[Coordinate labeling data]
========

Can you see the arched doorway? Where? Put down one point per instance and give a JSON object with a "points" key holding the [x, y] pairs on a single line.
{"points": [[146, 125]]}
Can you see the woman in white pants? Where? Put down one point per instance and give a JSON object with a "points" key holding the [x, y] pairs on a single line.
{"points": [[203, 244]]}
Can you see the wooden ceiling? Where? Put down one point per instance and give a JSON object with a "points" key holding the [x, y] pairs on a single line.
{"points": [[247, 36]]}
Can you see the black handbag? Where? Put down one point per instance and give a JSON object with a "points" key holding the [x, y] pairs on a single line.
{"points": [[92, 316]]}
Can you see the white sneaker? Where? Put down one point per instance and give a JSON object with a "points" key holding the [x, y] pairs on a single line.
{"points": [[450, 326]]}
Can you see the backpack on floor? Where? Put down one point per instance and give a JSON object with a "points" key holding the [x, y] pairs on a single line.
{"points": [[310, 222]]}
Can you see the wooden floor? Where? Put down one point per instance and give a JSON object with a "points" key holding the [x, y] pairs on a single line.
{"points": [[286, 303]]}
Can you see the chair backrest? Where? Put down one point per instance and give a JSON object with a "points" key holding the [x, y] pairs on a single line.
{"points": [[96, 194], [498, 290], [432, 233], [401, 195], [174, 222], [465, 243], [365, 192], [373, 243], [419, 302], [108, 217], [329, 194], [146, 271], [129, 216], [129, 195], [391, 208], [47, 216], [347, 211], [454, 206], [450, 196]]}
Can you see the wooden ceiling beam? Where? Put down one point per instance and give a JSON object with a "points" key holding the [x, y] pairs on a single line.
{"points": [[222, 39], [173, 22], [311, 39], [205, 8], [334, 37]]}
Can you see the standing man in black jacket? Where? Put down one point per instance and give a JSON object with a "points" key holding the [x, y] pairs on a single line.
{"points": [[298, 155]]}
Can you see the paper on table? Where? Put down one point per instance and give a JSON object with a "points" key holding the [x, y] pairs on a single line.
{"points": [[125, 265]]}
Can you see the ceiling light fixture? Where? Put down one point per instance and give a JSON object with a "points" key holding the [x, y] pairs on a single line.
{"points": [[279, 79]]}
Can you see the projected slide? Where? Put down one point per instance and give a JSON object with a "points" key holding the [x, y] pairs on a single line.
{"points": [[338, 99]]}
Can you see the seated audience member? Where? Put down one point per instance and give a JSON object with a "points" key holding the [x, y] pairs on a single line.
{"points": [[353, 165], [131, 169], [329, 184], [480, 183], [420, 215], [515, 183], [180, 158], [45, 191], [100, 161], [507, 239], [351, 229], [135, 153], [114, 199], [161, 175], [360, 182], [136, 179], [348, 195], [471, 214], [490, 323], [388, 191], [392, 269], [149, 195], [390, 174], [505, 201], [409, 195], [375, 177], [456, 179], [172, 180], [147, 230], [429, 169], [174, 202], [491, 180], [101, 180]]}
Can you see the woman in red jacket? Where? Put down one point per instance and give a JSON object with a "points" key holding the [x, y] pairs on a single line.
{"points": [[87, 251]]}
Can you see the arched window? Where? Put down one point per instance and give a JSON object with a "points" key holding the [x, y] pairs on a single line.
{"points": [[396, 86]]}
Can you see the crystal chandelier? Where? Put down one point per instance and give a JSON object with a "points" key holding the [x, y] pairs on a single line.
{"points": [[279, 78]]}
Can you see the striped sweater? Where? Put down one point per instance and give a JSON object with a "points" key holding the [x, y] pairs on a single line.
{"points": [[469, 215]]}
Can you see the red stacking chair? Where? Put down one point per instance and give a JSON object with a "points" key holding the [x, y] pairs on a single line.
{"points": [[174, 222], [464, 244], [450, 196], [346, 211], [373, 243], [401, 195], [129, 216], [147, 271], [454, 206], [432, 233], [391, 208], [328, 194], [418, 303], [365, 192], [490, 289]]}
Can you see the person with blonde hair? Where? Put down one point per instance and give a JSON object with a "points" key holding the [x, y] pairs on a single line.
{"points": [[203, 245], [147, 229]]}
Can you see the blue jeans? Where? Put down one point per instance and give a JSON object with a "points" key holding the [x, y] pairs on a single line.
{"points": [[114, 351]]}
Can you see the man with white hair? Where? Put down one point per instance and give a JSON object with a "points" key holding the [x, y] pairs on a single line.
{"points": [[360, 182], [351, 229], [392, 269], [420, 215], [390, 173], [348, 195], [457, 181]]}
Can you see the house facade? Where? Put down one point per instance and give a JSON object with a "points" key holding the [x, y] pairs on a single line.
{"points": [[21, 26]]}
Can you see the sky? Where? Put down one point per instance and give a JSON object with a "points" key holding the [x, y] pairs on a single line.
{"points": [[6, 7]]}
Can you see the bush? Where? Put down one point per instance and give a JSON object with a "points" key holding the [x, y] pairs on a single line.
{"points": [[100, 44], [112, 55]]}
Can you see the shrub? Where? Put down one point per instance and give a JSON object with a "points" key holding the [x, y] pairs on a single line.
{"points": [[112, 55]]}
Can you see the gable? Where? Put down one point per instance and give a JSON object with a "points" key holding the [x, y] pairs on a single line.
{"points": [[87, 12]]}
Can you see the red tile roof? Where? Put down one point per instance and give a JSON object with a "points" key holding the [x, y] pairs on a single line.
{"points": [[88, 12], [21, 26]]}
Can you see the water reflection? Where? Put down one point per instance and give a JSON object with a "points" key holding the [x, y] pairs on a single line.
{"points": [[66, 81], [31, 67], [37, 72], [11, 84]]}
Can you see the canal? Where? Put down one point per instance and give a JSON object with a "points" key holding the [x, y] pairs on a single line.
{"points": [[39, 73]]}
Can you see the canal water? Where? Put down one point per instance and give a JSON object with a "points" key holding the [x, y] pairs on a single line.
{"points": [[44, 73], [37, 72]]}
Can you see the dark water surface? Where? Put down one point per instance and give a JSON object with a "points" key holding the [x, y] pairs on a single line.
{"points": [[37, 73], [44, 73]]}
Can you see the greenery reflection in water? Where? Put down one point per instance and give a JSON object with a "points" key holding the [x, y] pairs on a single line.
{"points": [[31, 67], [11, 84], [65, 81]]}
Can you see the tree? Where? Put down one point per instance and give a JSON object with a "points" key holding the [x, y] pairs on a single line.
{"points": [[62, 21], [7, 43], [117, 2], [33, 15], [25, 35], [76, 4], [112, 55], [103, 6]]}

========

Instructions for the task: Copy out every one of the items above, line for line and unchanged.

Worked solution:
Can you see the arched doorway? Where? Put down one point per instance and give a JSON object with a "points" key holding the [x, y] pairs on a single line.
{"points": [[146, 125]]}
Can you see the woman in white pants? Where? Put down one point per instance and give a JSON object with a "points" key holding the [x, y] pairs on a single line.
{"points": [[203, 244]]}
Can you see the wooden ceiling? Where? Put down one point per instance and give a JSON object with a "points" key holding the [x, y] pairs on a single line.
{"points": [[247, 36]]}
Can you see the black handbag? Where? Put down one point per instance and give a JSON object with a "points" key holding the [x, y] pairs on a single line.
{"points": [[92, 316]]}
Can you see the white sneaker? Where? Put down one point per instance and give a JSON object with a "points" key holding the [x, y] pairs on a single line.
{"points": [[450, 326]]}
Can you see the backpack on floor? Where? Put down one point per instance and give a JSON object with a "points" key holding the [x, y] pairs on a single line.
{"points": [[310, 222]]}
Can you see the wooden floor? Where? Put down one point per instance and give a JSON object with a "points" key holding the [x, y] pairs on a single line.
{"points": [[286, 303]]}
Can you see the chair backrest? Where? Put down one point per instance and give a JSON object with a "points" key holding the [x, y] pairs on a single line.
{"points": [[96, 194], [498, 290], [432, 233], [401, 195], [174, 222], [465, 243], [365, 192], [373, 243], [419, 302], [108, 217], [329, 194], [146, 271], [129, 216], [129, 195], [391, 208], [47, 216], [347, 211], [454, 206], [450, 196]]}
Can you see the wooden ceiling beam? Where? Put down one point per instance and give a JSON object with a "points" key holding the [x, y] pairs on a single line.
{"points": [[222, 39], [173, 22], [311, 39], [205, 8], [334, 37]]}
Can you see the standing man in black jacket? Where? Put down one point per instance and give a JSON object with a "points" key holding the [x, y] pairs on a single line.
{"points": [[298, 155]]}
Can you see the paper on table? Where? Put down one point per instance and give a JSON object with a "points" key holding the [x, y] pairs on a single line.
{"points": [[125, 265]]}
Can you see the ceiling light fixture? Where? Put down one point per instance and give a JSON object with a "points" key holding the [x, y] pairs on a single line.
{"points": [[279, 79]]}
Can you see the projected slide? Where? Put down one point per instance and give a JSON object with a "points" key holding the [x, y] pairs on a single line.
{"points": [[338, 99]]}
Can you see the seated audience member? Where? Put down one point per instance and give a JSON object with a "points" key holding the [x, y] pairs on a single line.
{"points": [[353, 165], [131, 169], [329, 184], [480, 183], [420, 215], [515, 183], [180, 158], [45, 191], [100, 161], [507, 239], [351, 229], [135, 153], [114, 199], [161, 175], [360, 182], [136, 179], [348, 195], [471, 214], [490, 323], [388, 191], [392, 269], [149, 195], [390, 174], [505, 201], [409, 195], [375, 177], [456, 179], [172, 180], [147, 230], [429, 169], [174, 202], [491, 180], [101, 180]]}
Can you see the woman in red jacket? Where? Put down one point per instance and give a JSON object with a "points" key holding the [x, y] pairs on a single line.
{"points": [[87, 251]]}
Can you see the arched window? Where? Put down one point per instance and give a JSON object with a "points" key holding the [x, y] pairs on a single line.
{"points": [[396, 86]]}
Can you see the crystal chandelier? Where? Put down one point per instance and give a JSON object with a "points" key holding the [x, y] pairs on a single line.
{"points": [[279, 78]]}
Can you see the striped sweater? Where? Put down one point per instance and give a JSON object with a "points" key holding the [x, y] pairs on a single line.
{"points": [[469, 215]]}
Can you see the red stacking chair? Where? Put down one point per instance and give a JSON object with a "points" key holding the [x, y] pairs on a single line.
{"points": [[174, 222], [464, 244], [450, 196], [346, 211], [373, 243], [401, 195], [129, 216], [147, 271], [454, 206], [432, 233], [391, 208], [328, 194], [418, 303], [365, 192], [490, 289]]}
Can you see the person with blonde hair? Where? Put down one point per instance and give a JSON object with a "points" key holding the [x, y] pairs on a single line.
{"points": [[203, 245], [147, 229]]}
Can you see the blue jeans? Where? Put down one point per instance and give a JSON object with a "points" key holding the [x, y] pairs on a single line.
{"points": [[114, 351]]}
Can you see the man with white hair? Where? Put down one point per instance and give a JSON object with a "points" key holding the [x, y] pairs on a single line.
{"points": [[360, 182], [351, 229], [392, 269], [420, 215], [390, 173], [348, 195], [457, 181]]}
Can you see the house facade? Where? Put down one point per instance and give a JSON object with a "points" key holding the [x, y] pairs on a single line.
{"points": [[21, 26]]}
Can you see the sky? Where? Put down one point per instance and give a JSON object with a "points" key holding the [x, y] pairs on a single line.
{"points": [[6, 7]]}
Can you see the bush? Where? Put down one point per instance and give a JSON object with a "points" key holding the [x, y] pairs on a single line.
{"points": [[100, 44], [112, 55]]}
Can you see the shrub? Where? Put down one point per instance and give a JSON object with a "points" key holding the [x, y] pairs on a single line.
{"points": [[112, 55]]}
Can you see the gable? Where? Put down one point per instance and give a JSON object with a "points" key holding the [x, y] pairs on a single line.
{"points": [[87, 12]]}
Can you see the red tile roof? Where? Put down one point per instance and give a JSON object with a "points" key holding the [x, y] pairs on a single line.
{"points": [[88, 12], [21, 26]]}
Can you see the water reflection? Where? Put down one point per instance and give a JSON object with a "points" key holding the [x, y] pairs on a single line.
{"points": [[66, 81], [31, 67], [37, 72], [11, 84]]}
Can you see the canal? Where? Put down one point per instance and give a JSON object with a "points" key holding the [x, y] pairs on a single line.
{"points": [[39, 73]]}
Can you see the canal water? Where? Put down one point per instance and give a JSON object with a "points" key holding the [x, y] pairs on a single line.
{"points": [[44, 73], [37, 72]]}
Can you see the dark water surface? Where? Put down one point per instance and give a JSON object with a "points" key holding the [x, y] pairs on a single line.
{"points": [[37, 73], [44, 73]]}
Can you see the greenery reflection in water? Where? Put down one point per instance and give a JSON object with a "points" key holding the [x, y] pairs on a single line.
{"points": [[31, 67], [11, 84], [65, 81]]}
Can you see the tree? Where? Put down one point per instance and give a JSON object with a "points" key holding the [x, y] pairs on a single line.
{"points": [[62, 21], [7, 43], [117, 2], [33, 15], [25, 35], [76, 4], [112, 55], [103, 6]]}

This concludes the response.